Pull out every one of the rows below and copy each one word for word.

++++ Records shown ++++

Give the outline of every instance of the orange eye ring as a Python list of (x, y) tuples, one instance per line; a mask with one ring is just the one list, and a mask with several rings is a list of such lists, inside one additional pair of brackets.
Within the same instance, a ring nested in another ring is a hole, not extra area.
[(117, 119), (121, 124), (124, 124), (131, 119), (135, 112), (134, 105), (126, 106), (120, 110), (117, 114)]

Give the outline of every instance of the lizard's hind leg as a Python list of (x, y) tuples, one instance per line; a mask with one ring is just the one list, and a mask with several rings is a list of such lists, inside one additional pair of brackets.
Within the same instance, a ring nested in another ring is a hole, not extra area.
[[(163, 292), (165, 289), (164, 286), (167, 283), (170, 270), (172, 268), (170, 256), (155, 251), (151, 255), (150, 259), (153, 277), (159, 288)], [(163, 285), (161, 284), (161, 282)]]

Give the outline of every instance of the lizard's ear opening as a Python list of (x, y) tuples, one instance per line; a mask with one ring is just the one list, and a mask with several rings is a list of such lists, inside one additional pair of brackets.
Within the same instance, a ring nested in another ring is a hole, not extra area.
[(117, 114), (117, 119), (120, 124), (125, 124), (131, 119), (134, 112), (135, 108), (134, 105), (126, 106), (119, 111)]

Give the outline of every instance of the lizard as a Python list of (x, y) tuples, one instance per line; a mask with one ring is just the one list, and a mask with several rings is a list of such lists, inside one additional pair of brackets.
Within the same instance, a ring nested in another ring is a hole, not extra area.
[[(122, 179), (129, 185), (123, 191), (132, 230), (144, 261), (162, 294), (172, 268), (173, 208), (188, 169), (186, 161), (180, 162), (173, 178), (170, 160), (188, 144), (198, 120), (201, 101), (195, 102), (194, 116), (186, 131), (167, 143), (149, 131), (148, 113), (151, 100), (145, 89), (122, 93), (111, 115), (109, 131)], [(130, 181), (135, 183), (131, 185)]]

++++

§ **Final answer**:
Give the outline of every instance of the orange eye ring as a Python list of (x, y) tuples, one instance per line; a mask with one ring is just the one list, and a mask with several rings is a list of such lists, inside one additional pair of brackets.
Within the same instance, a ring nested in another ring is a hole, not extra area.
[(117, 119), (121, 124), (124, 124), (131, 119), (135, 112), (134, 105), (126, 106), (120, 110), (117, 114)]

Give the outline of every instance of the lizard's hind leg as a Python list of (x, y) tuples, one instance per line; a mask with one ring is just the one list, and a mask with several rings is a list of such lists, inside one additional pair of brackets.
Within the same instance, a ring nested in another ring is a hole, not extra area.
[[(163, 292), (165, 289), (164, 286), (167, 283), (170, 270), (172, 268), (170, 256), (155, 251), (151, 255), (150, 259), (153, 277), (159, 288)], [(163, 285), (161, 284), (161, 282)]]

Give the outline of every instance of the lizard's ear opening as a Python list of (x, y) tuples, one instance per line; a mask with one ring is just the one list, and a mask with several rings is a list of such lists, inside one additional pair of brackets.
Within the same instance, a ring nested in another ring is a hole, not extra area.
[(117, 114), (117, 119), (120, 124), (125, 124), (131, 119), (134, 112), (135, 108), (134, 105), (126, 106), (119, 111)]

Give the outline of every instance of the lizard as a Python list of (x, y) tuples, one instance per line; a mask with one ring is just the one list, and a mask with several rings is a list of such lists, inside one additional pair of brackets.
Within the same instance, a ring nested in another ring is a hole, not extra area.
[[(122, 179), (129, 185), (123, 191), (132, 230), (144, 261), (162, 294), (172, 268), (173, 208), (188, 169), (186, 161), (180, 162), (173, 178), (170, 160), (188, 144), (198, 120), (201, 101), (195, 102), (194, 116), (186, 131), (167, 143), (149, 131), (148, 113), (151, 100), (145, 89), (122, 93), (111, 115), (109, 131)], [(130, 181), (135, 183), (131, 185)]]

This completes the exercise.